> Text
Workaround: After following the documented steps for unencapsulation, kill the vxconfigd daemon before you run scvxinstall again to reencapsulate the root disk.
Problem Summary: When logging in to Sun Web Console, if the Login or Enter button is pressed repeatedly, the multiple login requests can result in various failures, thereby preventing access to SunPlex Manager.
Workaround: Become superuser on the cluster node and restart Sun Web Console.
# /usr/sbin/smcwebserver restart |
Problem Summary: The Resource_dependencies_restart resource property does not behave as expected when a resource declares an any node inter-resource–group restart dependency upon a scalable mode resource. Most data services are unaffected.
Background on inter-resource–group dependencies and restart dependencies:
With the inter-resource–group dependencies feature in Sun Cluster 3.1 9/04, Sun Cluster software supports resource dependencies that can cross resource group boundaries. Sun Cluster software also supports a new type of resource dependency, the restart dependency. If the dependent resource is online, the restart dependency causes the dependent resource to be restarted automatically when the depended-on resource starts.

> Items
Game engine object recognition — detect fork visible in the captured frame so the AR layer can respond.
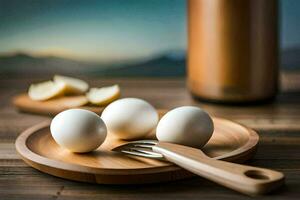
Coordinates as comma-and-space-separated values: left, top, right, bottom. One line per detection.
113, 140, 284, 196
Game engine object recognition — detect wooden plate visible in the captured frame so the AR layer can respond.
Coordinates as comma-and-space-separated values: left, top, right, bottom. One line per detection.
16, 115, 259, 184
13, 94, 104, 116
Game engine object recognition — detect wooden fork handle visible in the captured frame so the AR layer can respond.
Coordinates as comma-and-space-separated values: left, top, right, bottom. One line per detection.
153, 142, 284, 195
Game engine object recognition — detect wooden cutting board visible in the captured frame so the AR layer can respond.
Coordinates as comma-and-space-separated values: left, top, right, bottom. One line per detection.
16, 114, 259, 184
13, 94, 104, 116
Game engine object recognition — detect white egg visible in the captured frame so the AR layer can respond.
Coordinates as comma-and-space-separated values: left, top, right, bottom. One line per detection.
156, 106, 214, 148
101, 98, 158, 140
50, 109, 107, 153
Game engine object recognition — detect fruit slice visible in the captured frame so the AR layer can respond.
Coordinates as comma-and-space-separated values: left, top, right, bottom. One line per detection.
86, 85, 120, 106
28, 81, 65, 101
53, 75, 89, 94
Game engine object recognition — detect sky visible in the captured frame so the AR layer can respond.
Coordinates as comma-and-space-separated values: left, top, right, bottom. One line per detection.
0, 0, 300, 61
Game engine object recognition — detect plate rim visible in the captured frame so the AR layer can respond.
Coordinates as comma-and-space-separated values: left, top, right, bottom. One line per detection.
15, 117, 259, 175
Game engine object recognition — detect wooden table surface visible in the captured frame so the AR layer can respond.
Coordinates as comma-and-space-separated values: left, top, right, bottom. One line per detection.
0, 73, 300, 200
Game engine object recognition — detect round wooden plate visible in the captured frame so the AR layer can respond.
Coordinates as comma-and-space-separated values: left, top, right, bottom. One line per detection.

> Task set
- A) In the Sun Cluster notes, rewrite the part that opens with the words containing "Background on inter-resource–group" and closes with "depended-on resource starts.", putting "borders" in place of "boundaries".
- B) According to the Sun Cluster notes, which release introduced the inter-resource–group dependencies feature?
- C) Do these statements agree with the Sun Cluster notes? Answer yes or no for each and quote the words that decide it.
(i) Pressing the Login button repeatedly can block access to SunPlex Manager.
(ii) Most data services are affected by the Resource_dependencies_restart problem.
(iii) The restart dependency restarts the dependent resource even when that resource is offline.

> Solutions by task
- A)
Background on inter-resource–group dependencies and restart dependencies:
With the inter-resource–group dependencies feature in Sun Cluster 3.1 9/04, Sun Cluster software supports resource dependencies that can cross resource group borders. Sun Cluster software also supports a new type of resource dependency, the restart dependency. If the dependent resource is online, the restart dependency causes the dependent resource to be restarted automatically when the depended-on resource starts.

- B) Sun Cluster 3.1 9/04

- C)
(i) Yes: "the multiple login requests can result in various failures, thereby preventing access to SunPlex Manager"
(ii) No: "Most data services are unaffected."
(iii) No: "If the dependent resource is online, the restart dependency causes the dependent resource to be restarted automatically when the depended-on resource starts."